> **DATA SHOWN**
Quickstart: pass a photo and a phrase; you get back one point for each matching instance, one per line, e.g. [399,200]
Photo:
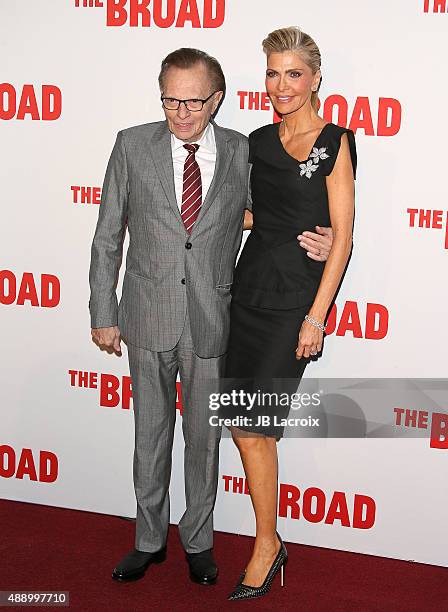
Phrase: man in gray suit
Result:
[180,186]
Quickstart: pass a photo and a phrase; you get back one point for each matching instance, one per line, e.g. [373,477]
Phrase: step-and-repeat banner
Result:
[73,73]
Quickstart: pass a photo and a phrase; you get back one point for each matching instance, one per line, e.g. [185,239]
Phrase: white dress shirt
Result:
[205,156]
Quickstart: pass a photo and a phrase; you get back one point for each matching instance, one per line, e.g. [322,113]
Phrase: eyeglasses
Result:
[193,105]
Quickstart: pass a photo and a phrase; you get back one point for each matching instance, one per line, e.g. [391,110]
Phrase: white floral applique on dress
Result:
[312,164]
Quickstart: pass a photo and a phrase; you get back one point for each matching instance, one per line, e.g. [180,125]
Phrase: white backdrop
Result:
[58,444]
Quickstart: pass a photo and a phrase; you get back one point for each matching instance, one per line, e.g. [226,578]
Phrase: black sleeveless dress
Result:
[275,282]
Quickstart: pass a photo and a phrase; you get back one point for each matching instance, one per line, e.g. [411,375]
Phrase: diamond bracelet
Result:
[321,326]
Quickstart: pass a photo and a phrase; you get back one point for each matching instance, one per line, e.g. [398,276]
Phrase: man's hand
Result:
[318,245]
[107,338]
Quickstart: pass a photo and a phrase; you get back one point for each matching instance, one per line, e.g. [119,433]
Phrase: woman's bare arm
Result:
[341,198]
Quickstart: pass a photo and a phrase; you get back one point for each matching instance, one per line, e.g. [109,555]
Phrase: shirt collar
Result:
[206,141]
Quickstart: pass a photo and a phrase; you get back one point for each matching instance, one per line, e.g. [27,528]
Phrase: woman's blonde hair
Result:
[293,39]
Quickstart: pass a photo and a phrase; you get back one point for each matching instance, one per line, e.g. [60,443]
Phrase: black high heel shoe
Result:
[245,591]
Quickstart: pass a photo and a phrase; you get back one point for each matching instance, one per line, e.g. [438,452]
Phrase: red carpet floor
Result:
[44,548]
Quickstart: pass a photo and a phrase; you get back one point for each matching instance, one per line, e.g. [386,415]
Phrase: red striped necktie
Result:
[192,188]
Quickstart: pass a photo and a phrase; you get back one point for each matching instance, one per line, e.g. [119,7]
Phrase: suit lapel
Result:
[163,159]
[225,150]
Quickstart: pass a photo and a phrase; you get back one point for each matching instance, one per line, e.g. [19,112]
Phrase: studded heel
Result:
[245,591]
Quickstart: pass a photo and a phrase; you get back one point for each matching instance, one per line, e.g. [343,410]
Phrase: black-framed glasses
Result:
[193,105]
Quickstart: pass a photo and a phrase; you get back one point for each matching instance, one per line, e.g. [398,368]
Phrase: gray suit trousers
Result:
[154,376]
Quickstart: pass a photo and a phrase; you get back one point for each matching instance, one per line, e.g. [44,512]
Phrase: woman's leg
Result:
[259,458]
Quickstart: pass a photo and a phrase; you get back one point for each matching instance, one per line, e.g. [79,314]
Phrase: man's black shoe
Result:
[203,568]
[135,564]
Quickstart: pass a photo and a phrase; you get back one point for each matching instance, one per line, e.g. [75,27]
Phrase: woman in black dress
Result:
[302,175]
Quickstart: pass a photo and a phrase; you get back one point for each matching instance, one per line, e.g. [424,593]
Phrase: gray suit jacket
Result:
[164,278]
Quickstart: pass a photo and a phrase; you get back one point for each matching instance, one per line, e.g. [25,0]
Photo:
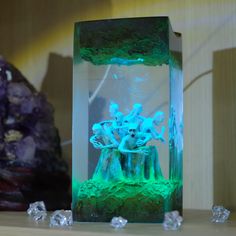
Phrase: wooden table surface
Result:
[196,222]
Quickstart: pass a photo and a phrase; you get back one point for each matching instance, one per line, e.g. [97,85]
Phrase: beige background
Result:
[37,37]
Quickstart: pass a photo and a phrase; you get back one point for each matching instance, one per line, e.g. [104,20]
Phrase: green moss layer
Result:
[135,201]
[127,39]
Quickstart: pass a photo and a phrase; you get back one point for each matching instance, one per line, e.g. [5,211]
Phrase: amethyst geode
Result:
[31,166]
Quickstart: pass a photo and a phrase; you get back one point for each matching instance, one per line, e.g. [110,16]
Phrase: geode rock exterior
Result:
[31,166]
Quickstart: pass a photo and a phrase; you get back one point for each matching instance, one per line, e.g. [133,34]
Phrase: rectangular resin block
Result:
[127,120]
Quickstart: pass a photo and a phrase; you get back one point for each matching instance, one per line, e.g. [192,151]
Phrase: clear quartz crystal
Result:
[37,211]
[118,222]
[61,218]
[172,220]
[219,214]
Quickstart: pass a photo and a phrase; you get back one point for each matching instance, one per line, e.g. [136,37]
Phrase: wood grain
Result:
[31,31]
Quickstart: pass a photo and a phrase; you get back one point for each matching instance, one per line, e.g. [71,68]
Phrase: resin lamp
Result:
[127,120]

> **STATED TASK**
Format every line of the data above as a JSON array of strings, one string per line, omitting blank lines and leaving out the pictures.

> **TASK RESULT**
[
  "Quickstart: pass a photo and a phrase; you get back one point for each matching instance, one per line, e.g. [399,200]",
  "Photo:",
  "Phrase: man in gray suit",
  "Result:",
  "[180,186]",
  "Quickstart: pass a photo and a phrase; you get back one point for each matching instance, one per line, e.g. [373,477]",
  "Phrase: step-and-repeat banner",
  "Result:",
  "[73,73]",
  "Quickstart: pass a photo and a phrase; you get back one point for each matching instance, one per line, e.g. [185,239]",
  "Phrase: white dress shirt",
  "Result:",
  "[205,156]",
  "Quickstart: pass a photo and a phrase; you get back one point for each matching instance, one per line, e.g. [322,113]",
  "Phrase: eyeglasses",
  "Result:",
  "[193,105]",
  "Quickstart: pass a photo and a phrase; you get back one point for each matching instance, one per line, e.g. [391,110]",
  "Phrase: white floral applique on dress",
  "Result:",
  "[312,164]",
  "Quickstart: pass a photo and a phrase; you get back one point for each matching instance, one per line, e.g. [180,125]",
  "Phrase: white backdrop",
  "Result:",
  "[58,444]",
  "Quickstart: pass a photo and a phrase; you get back one point for each matching instance, one per line, e.g. [226,578]",
  "Phrase: black sleeveless dress",
  "Result:",
  "[275,282]",
  "Quickstart: pass a photo and a phrase; you get back one point for each matching instance, one per line, e.g. [411,375]",
  "Phrase: diamond bracelet",
  "Result:",
  "[321,326]",
  "Quickstart: pass a photo and a phrase; you get back one point for each matching instance, one per line, e.g. [398,276]",
  "Phrase: man's hand",
  "Result:",
  "[318,245]",
  "[107,338]",
  "Quickstart: pass a photo and a phrase; you get back one point for each matching instance, one per line, e.g. [119,433]",
  "Phrase: woman's bare arm",
  "Result:",
  "[341,198]",
  "Quickstart: pass a photo and a phrase; you get back one point for each matching instance, one per line, e.g. [109,555]",
  "Phrase: shirt collar",
  "Result:",
  "[206,141]",
  "Quickstart: pass a photo and a phrase; you get back one point for each matching instance, one per line, e.g. [27,528]",
  "Phrase: woman's blonde hair",
  "Result:",
  "[293,39]",
  "Quickstart: pass a photo and a phrase; you get back one point for each matching instance, one per line, e.g. [60,443]",
  "Phrase: black high heel shoe",
  "Result:",
  "[245,591]",
  "Quickstart: pass a photo and a phrase; you get back one point for each matching instance, one per line, e.g. [438,452]",
  "Phrase: red carpet floor",
  "Result:",
  "[44,548]",
  "Quickstart: pass a photo and a phrase; you get back one point for each matching instance, one per line, e.g. [386,415]",
  "Phrase: red striped necktie",
  "Result:",
  "[192,188]",
  "Quickstart: pass a photo and a phrase; you get back one point for each matching instance, one per line, e.g. [119,7]",
  "Phrase: suit lapel",
  "Result:",
  "[163,159]",
  "[225,150]",
  "Quickstart: pass a photo and a phrase; you get back one point for each matching instance, one per line, e.g. [19,112]",
  "Phrase: studded heel",
  "Result:",
  "[245,591]",
  "Quickstart: pass a photo and a phrase; you get back one point for each matching instance, one per line, e.g. [343,410]",
  "Phrase: black-framed glasses",
  "Result:",
  "[193,105]",
  "Quickstart: pass a photo and a phrase; you get back one point for each matching instance, one per line, e.g. [398,368]",
  "Phrase: gray suit trousers",
  "Result:",
  "[154,376]",
  "Quickstart: pass a photo and a phrase; you get back one point for each matching instance, one per line, e.g. [44,512]",
  "Phrase: woman's leg",
  "Result:",
  "[259,458]",
  "Quickstart: pass a photo and a phrase; you get back one point for each matching instance, one per line, e.g. [79,314]",
  "Phrase: man's black shoe",
  "Result:",
  "[203,568]",
  "[135,564]",
  "Quickstart: pass a photo and a phrase; you get back one point for each matching instance, one per line, e.g. [75,27]",
  "Phrase: woman in black dress",
  "Result:",
  "[302,175]",
  "Quickstart: pass a photo and a phrase; you get back one point for each matching instance, one per line, e.g. [424,593]",
  "Phrase: gray suit jacket",
  "Result:",
  "[164,278]",
  "Quickstart: pass a photo and a phrase; you get back one point for each matching instance, one per line, e.g. [25,0]",
  "Photo:",
  "Phrase: wooden table surface",
  "Result:",
  "[196,222]",
  "Quickstart: pass a photo and a phrase; you get back one point for each matching instance, one per line, e.g. [97,85]",
  "Phrase: beige background",
  "Result:",
  "[37,37]",
  "Quickstart: pass a photo and a phrase; you get back one point for each matching instance, one per line, e.g. [104,20]",
  "Phrase: green moss layer",
  "Result:",
  "[135,201]",
  "[127,39]",
  "Quickstart: pass a photo and a phrase; you get back one point for each matching instance, one per line, e.g. [5,211]",
  "Phrase: amethyst geode",
  "Result:",
  "[31,166]",
  "Quickstart: pass a photo and a phrase; you get back one point for each matching instance, one per line, e.g. [110,16]",
  "Phrase: geode rock exterior",
  "Result:",
  "[31,166]",
  "Quickstart: pass a photo and a phrase; you get back one point for each matching instance, one per line, e.g. [133,34]",
  "Phrase: rectangular resin block",
  "Result:",
  "[127,120]",
  "Quickstart: pass a photo and a phrase; you get back one point for each matching instance, one per line, e.g. [192,151]",
  "Phrase: clear quartz crystal",
  "Result:",
  "[37,211]",
  "[118,222]",
  "[61,218]",
  "[172,220]",
  "[219,214]",
  "Quickstart: pass a photo and a phrase; you get back one point for each matching instance, one per line, e.g. [136,37]",
  "Phrase: wood grain",
  "Result:",
  "[31,31]",
  "Quickstart: pass a photo and a phrase; you get back one point for each matching instance, one per line, e.g. [71,68]",
  "Phrase: resin lamp",
  "Result:",
  "[127,120]"
]